#### [WORK TO BE COMPLETED]
Please replace "even-odd fill" with "nonzero fill" in the stretch from the start of the listing through the line containing "Now the **handbag", and write out those lines again with nothing else changed.

Region segmentation data:
-- begin --
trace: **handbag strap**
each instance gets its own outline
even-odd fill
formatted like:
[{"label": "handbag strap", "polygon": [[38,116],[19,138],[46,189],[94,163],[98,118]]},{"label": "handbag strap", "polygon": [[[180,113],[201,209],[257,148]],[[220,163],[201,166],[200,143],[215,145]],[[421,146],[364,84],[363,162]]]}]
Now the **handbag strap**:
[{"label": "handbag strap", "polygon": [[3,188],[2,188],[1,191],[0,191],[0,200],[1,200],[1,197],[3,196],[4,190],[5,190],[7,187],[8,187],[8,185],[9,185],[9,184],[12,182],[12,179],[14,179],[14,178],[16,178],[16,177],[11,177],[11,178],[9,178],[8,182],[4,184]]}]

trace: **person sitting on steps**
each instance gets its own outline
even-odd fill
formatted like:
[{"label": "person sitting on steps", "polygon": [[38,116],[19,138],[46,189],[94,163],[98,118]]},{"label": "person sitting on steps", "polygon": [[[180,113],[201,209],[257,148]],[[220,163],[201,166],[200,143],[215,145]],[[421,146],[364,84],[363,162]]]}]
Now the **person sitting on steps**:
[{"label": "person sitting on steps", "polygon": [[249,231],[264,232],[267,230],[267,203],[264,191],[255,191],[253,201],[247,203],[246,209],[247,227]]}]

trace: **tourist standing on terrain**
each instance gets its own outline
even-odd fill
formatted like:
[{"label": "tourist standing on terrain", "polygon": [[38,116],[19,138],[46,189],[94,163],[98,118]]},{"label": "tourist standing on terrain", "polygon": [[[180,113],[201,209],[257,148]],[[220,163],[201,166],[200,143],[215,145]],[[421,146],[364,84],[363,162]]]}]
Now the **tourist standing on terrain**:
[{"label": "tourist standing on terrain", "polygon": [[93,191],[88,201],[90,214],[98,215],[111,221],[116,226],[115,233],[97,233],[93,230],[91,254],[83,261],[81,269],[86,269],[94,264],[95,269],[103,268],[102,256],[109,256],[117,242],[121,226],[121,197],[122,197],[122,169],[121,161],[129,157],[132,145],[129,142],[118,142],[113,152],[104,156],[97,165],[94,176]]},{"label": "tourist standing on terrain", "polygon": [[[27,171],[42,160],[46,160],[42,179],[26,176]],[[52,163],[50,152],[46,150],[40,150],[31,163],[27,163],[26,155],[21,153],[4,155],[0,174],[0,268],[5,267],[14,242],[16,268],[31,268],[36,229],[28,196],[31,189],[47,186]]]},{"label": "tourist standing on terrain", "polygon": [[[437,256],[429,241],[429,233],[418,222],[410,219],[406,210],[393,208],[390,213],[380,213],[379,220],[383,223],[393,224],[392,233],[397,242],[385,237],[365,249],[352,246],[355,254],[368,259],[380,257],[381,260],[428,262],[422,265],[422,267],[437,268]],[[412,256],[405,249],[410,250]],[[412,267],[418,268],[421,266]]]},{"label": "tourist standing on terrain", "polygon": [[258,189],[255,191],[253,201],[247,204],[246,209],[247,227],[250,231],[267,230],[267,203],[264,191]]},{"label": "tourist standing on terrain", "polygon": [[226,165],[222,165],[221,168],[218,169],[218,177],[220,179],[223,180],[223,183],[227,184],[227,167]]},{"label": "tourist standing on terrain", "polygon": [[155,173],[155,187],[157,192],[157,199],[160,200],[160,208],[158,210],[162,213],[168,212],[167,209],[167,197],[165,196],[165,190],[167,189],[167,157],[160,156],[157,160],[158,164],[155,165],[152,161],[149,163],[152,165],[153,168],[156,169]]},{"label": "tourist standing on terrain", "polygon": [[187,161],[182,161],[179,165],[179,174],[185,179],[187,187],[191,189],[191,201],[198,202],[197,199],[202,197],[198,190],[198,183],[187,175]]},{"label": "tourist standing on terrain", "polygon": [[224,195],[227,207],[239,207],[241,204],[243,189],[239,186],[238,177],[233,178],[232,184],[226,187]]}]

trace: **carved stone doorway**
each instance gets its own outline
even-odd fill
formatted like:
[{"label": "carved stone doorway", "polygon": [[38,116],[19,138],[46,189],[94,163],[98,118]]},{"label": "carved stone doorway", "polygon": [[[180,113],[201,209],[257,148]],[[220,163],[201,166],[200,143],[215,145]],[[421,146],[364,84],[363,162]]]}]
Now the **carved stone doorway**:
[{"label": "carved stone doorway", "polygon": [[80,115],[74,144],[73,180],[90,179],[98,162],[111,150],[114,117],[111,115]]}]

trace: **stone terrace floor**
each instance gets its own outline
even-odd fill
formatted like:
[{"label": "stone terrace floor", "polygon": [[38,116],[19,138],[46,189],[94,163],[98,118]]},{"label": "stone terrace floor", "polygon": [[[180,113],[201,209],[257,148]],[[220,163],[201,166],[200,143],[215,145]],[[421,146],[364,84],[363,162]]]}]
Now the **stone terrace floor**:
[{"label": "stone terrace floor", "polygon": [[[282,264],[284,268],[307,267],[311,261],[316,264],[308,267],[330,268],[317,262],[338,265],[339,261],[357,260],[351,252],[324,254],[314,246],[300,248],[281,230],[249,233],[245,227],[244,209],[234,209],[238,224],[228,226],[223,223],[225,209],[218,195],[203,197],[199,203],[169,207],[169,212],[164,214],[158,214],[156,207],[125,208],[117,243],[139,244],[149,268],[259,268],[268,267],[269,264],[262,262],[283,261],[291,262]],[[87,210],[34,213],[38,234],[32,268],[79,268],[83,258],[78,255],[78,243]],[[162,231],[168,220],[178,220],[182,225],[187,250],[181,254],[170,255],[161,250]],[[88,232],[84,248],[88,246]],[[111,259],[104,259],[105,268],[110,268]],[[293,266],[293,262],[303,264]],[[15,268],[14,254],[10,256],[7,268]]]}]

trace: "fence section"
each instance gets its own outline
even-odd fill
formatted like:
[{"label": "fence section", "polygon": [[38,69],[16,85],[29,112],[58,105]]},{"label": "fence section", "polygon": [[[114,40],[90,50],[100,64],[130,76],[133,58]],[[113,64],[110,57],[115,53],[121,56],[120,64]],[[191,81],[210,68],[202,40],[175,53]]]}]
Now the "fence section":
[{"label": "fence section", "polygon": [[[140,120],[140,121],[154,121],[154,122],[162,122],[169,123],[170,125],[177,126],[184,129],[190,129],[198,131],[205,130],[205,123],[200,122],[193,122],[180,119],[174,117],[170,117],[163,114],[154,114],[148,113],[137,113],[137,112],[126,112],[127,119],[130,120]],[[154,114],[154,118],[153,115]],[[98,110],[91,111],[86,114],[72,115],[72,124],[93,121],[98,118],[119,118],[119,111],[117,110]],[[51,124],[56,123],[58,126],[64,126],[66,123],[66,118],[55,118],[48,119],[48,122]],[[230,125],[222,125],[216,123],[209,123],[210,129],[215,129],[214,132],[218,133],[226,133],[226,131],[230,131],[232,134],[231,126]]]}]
-- end --
#### [ANSWER FOR THE TASK]
trace: **handbag strap**
each instance gets its own outline
nonzero fill
formatted like:
[{"label": "handbag strap", "polygon": [[38,116],[19,138],[46,189],[94,163],[98,118]]},{"label": "handbag strap", "polygon": [[[180,113],[201,209],[257,148]],[[220,163],[201,166],[200,143],[215,145]],[[421,146],[364,84],[363,162]]]}]
Now the **handbag strap**:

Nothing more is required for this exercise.